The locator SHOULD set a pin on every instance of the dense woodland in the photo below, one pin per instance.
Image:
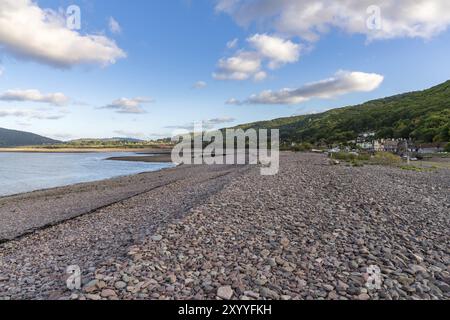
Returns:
(423, 116)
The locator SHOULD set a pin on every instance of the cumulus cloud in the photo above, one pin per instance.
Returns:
(32, 95)
(343, 82)
(125, 105)
(309, 19)
(242, 66)
(114, 26)
(279, 51)
(30, 114)
(200, 85)
(29, 32)
(232, 44)
(249, 64)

+--

**What you need to do**. What belongs in the answer is each line of the data that has the word "SHOULD".

**Written response**.
The locator SHOULD set a pin on every instance of the dense woodland in the photo below, one pin per instance.
The locator SHOULD set a pin on every instance of the cumulus cloud in the photo above, one pin per instance.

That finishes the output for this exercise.